# GIVEN PROBLEM 1:
In the text about Louis-Napoléon Bonaparte, in what year did his father seize power and make himself emperor?
# GIVEN PROBLEM 2:
Rewrite the paragraph of the text about Louis-Napoléon Bonaparte that starts "The young Prince was beloved" as a short bulleted list that keeps its main facts.
# GIVEN PROBLEM 3:
List each distinct person named in the text about Louis-Napoléon Bonaparte, putting any regnal title the text gives in parentheses after the name.

## Begin TEXT TO READ

Louis-Napoléon Bonaparte was born in Paris during the Second French Empire. His father Charles-Louis Napoléon Bonaparte was the nephew of Napoléon Bonaparte and seized power in 1852 anointing himself Emperor as Napoléon III. The Second French Empire under his leadership doubled the size of its overseas empire and repaired relations with Great Britain. However in July 1870 Napoléon III would enter into a war with Prussia with no allies and an inferior army. He would be captured in battle and Paris would abandon him declaring the Third Republic of France. The Bonaparte family would go into exile in England where the young Prince Imperial Napoléon IV would receive military training.

 

The young Prince was beloved and popular within political elite circles. He was a serious contender to marry one of Queen Victoria’s daughters, but the Prince first desired to experience military action. After applying great pressure he would get the opportunity to travel to South Africa and assist the British in their ongoing war with the Zulu people. He was attached to the staff of a Colonel in the Royal Engineers but the Prince’s eagerness for action found him volunteering to go along with reconnaissance missions as often as he could. Concerned for his safety, the British assigned personal guards to protect the young reckless Prince.

## End TEXT TO READ
## Begin ENTRIES

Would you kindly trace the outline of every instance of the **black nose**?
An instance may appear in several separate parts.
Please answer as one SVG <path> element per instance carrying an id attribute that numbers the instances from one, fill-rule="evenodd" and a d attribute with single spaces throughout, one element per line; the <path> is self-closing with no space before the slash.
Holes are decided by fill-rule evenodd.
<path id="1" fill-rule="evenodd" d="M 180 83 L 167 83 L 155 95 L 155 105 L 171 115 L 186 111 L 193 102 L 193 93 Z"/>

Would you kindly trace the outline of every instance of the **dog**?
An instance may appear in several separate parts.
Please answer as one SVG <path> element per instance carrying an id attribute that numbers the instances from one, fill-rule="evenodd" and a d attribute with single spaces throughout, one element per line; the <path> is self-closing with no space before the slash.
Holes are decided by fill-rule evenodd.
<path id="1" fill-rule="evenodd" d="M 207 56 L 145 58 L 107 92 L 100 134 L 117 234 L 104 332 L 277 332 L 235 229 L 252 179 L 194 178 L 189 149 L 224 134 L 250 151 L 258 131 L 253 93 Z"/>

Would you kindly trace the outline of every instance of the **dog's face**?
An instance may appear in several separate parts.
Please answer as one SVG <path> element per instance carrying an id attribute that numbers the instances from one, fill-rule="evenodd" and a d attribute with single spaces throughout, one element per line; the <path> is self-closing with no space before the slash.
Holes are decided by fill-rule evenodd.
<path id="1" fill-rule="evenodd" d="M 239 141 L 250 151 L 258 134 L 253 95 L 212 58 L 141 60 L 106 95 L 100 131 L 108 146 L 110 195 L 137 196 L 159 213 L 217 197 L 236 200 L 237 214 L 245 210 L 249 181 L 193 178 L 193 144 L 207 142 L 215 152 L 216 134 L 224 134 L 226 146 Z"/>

## End ENTRIES

# WORKED ANSWER 1:
1852

# WORKED ANSWER 2:
- The Prince was beloved and popular among the political elite.
- He was a serious contender to marry one of Queen Victoria's daughters, but he first wanted military action.
- After applying great pressure, he was allowed to go to South Africa to assist the British in their war with the Zulu people.
- He was attached to the staff of a Colonel in the Royal Engineers, but he volunteered for reconnaissance missions as often as he could.
- Concerned for his safety, the British assigned him personal guards.

# WORKED ANSWER 3:
- Louis-Napoléon Bonaparte (Napoléon IV)
- Charles-Louis Napoléon Bonaparte (Napoléon III)
- Napoléon Bonaparte
- Queen Victoria